> **EXCERPT**
------------------------------------

[developers] Hacking the DELPH-IN framework for a null morpheme: a semi-success

Emily M. Bender ebender at uw.edu
Fri May 10 18:48:00 CEST 2019

Thanks, David. We have switched it for a different character and ace is

On Fri, May 10, 2019 at 9:11 AM David Inman <davinman at uw.edu> wrote:

> No, I just ended up falling back to the LKB.
> The ! represents a [+glottalic] component on the preceding segment, and
> it's possible to use another symbol to indicate it if you need ace to work.
> David Inman
> PhD Candidate
> University of Washington Linguistics
> On Fri, May 10, 2019 at 7:07 AM Emily M. Bender <ebender at uw.edu> wrote:
>> We just hit this same problem with the Nuuchahnulth grammar in 567 --- it
>> contains irules like this one:
>> noun-pc105_lrt1-suffix :=
>> %suffix (* =\!iˑ)
>> noun-pc105_lrt1-lex-rule.
>> ... where ace doesn't seem to be respecting the \ escaping the !. David,
>> did you ever find a resolution here?
>> Emily
>> On Fri, Apr 12, 2019 at 12:33 PM David Inman <davinman at uw.edu> wrote:
>>> As Emily indicated, the prefixes always attach first, followed by the
>>> suffixes. The two LKB parses are identical.
>>> I'm having difficulty parsing with Ace, apparently due to special
>>> symbols. Once I introduce clitics with = I get the following:
>>> ERROR: morpho: no such letter set as `a'
>>> I had other problems in ace previously so just switched to LKB.
>>> David Inman
>>> PhD Candidate
>>> University of Washington Linguistics
>>> On Fri, Apr 12, 2019 at 9:44 AM Woodley Packard <sweaglesw at sweaglesw.org>
>>> wrote:
>>>> Hi Stephan,
>>>> I agree that the ambiguity you reference, and that David and Emily
>>>> believe they are experiencing, and I also alluded to a few emails ago,
>>>> exists in principle and might be interesting in some situations.  I would
>>>> be surprised to see it result in two identical uninflected lexical edges in
>>>> the chart, however, at least in ACE’s current implementation.  The
>>>> ambiguity arises as a result of two ways to apply the first rule, not from
>>>> two different lexical starting places.  Furthermore I didn’t (?) think ACE
>>>> was set up to generate multiple output edges from a single rule/daughter
>>>> combination, as I maintain would be required for this ambiguity.

------------------------------------

> **JOBS**
a: Reproduce the passage of the DELPH-IN mailing-list thread starting at "[developers] Hacking the" and ending at "ace to work.".
b: Write what comes next in the DELPH-IN mailing-list thread, picking up after its final sentence.
None of the lines that come after the DELPH-IN mailing-list thread are used for anything here.

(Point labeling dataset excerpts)
------------------------------------

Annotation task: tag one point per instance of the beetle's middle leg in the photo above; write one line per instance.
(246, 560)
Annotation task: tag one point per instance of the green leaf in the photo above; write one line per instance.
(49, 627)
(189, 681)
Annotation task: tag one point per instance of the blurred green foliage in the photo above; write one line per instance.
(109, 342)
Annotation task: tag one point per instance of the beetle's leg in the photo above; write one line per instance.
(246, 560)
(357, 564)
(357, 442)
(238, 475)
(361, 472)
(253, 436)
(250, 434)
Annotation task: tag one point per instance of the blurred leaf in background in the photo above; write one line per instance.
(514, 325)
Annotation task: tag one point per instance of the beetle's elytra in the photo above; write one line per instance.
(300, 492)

------------------------------------

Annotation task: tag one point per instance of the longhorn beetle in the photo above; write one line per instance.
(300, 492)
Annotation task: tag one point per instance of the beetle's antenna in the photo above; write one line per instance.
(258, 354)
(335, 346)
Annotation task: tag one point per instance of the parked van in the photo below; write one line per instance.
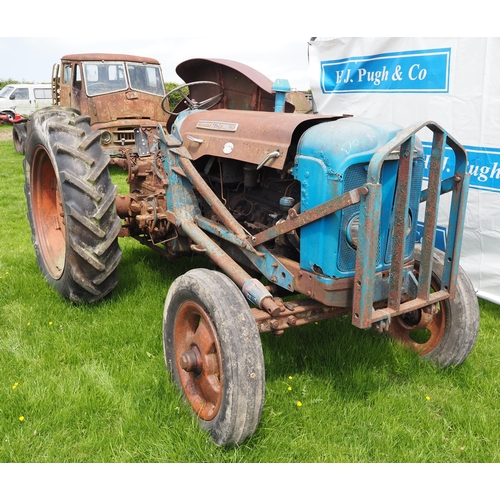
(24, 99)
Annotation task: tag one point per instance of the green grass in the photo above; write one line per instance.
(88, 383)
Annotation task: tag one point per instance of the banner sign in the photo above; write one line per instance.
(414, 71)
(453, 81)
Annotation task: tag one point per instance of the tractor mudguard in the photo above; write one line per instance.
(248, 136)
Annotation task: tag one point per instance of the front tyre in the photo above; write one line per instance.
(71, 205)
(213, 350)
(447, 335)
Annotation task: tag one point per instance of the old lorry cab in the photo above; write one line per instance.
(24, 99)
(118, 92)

------------------------------------

> **RESULTS FOR EACH TASK**
a:
[developers] Hacking the DELPH-IN framework for a null morpheme: a semi-success

Emily M. Bender ebender at uw.edu
Fri May 10 18:48:00 CEST 2019

Thanks, David. We have switched it for a different character and ace is

On Fri, May 10, 2019 at 9:11 AM David Inman <davinman at uw.edu> wrote:

> No, I just ended up falling back to the LKB.
> The ! represents a [+glottalic] component on the preceding segment, and
> it's possible to use another symbol to indicate it if you need ace to work.

b:
>>>> To the question of whether ace blocks that ambiguity: the only
>>>> difference would be in the ORTH feature of the two intermediate edges, I
>>>> suppose.  Until recently ACE did not even write orthographemic changes to
>>>> that feature.  I suppose at the moment it arbitrarily picks one or the
>>>> other.  Just now it seems that approach could theoretically result in
>>>> inadvertently taking an orthographemic dead-end, although I’m not aware of
>>>> that issue ever coming up in practice.  I think I could be persuaded that
>>>> the right thing to do would be to generate both variants (from just one
>>>> source lexical edge), but before implementing that I think an appropriate
>>>> improvement to UDF would be in order.
>>>> Enjoy the train ride!
>>>> Woodley
>>>> On Apr 12, 2019, at 9:15 AM, Stephan Oepen <oe at ifi.uio.no> wrote:
>>>> hi woodley, and all,
>>>> i would have thought our current engines are quite capable of
>>>> generating seemingly duplicate derivations, owing to incomplete information
>>>> being recorded about orthographemic segmentation.  in fact, i believe i
>>>> recall at least JaCY exposing this phenomenon in the LKB and PET.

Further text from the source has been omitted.